:: Text ::

M·A·C Guest Blog

Celebrate your inner beauty this holiday season with tips from M·A·C Senior Artist Victor Cembellin.

Let’s face it: Makeup makes the perfect gift. Packaged in art deco-inspired luxury, M·A·C Stroke of Midnight Eye, Lip & Brush Kits and Nocturnals holiday kits are fantastic choices when shopping during this most decadent time of year.

I always say that good makeup application begins with great brushes! With that in mind, the Stroke of Midnight Mineralize Brush Kit is an absolute holiday must. Lending unparalleled precision and refined professional quality, these four artistry tools (with their own elegant graphic case) perform flawlessly with M·A·C’s wide array of mineral products.

Three-dimensional, highlighted skin was a major trend this past fall/winter 2013 Fashion Week. To achieve the look and create a soft, wintery glow, sweep Iridescent Powder in Sparkling Rosé (from the Stroke of Midnight – Cool Face Palette) across the high point of your cheekbone using the #159 SE brush.

:::

Given request A:
Output the portion of the holiday makeup post that opens with the words containing "I always say" and closes with "of mineral products.".
Given request B:
In the holiday makeup post, which brush is recommended for sweeping Iridescent Powder in Sparkling Rosé across the cheekbone?
Given request C:
Decide whether each statement agrees with the holiday makeup post, and answer yes or no with the deciding words quoted from it. (i) The Stroke of Midnight Mineralize Brush Kit holds four tools. (ii) Sparkling Rosé comes from the Stroke of Midnight – Warm Face Palette. (iii) Highlighted skin was a major trend at the spring/summer 2013 Fashion Week.

:: Dataset excerpts ::

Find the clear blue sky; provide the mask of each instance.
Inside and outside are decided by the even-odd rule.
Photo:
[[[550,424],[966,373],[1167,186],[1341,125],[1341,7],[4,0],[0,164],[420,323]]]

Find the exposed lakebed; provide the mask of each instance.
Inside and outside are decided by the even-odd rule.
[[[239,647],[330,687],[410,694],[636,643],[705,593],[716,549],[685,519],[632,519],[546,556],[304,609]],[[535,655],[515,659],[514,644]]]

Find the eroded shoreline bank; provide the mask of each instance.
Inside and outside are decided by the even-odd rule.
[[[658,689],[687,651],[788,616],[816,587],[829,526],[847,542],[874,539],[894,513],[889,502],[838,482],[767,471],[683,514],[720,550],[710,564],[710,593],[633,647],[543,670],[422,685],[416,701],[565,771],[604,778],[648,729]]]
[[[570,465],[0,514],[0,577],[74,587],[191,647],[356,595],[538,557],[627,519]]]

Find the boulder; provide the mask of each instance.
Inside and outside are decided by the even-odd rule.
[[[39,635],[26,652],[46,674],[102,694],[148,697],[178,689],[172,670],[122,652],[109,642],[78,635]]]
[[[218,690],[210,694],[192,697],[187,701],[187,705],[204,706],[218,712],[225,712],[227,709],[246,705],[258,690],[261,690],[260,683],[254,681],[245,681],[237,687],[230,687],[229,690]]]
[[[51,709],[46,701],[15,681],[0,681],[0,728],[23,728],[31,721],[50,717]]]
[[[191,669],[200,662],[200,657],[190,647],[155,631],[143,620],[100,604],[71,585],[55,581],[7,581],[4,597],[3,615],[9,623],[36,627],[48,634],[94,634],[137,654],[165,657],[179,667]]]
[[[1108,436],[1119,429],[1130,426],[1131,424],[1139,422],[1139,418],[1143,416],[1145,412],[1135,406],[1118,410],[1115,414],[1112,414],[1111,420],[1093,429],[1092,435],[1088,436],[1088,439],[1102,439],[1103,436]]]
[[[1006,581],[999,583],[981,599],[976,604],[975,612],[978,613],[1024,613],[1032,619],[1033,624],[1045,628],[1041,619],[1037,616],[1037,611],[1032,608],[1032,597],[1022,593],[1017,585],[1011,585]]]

:::

Answer A:
I always say that good makeup application begins with great brushes! With that in mind, the Stroke of Midnight Mineralize Brush Kit is an absolute holiday must. Lending unparalleled precision and refined professional quality, these four artistry tools (with their own elegant graphic case) perform flawlessly with M·A·C’s wide array of mineral products.

Answer B:
The #159 SE brush.

Answer C:
(i) Yes: "these four artistry tools (with their own elegant graphic case)"
(ii) No: "(from the Stroke of Midnight – Cool Face Palette)"
(iii) No: "a major trend this past fall/winter 2013 Fashion Week"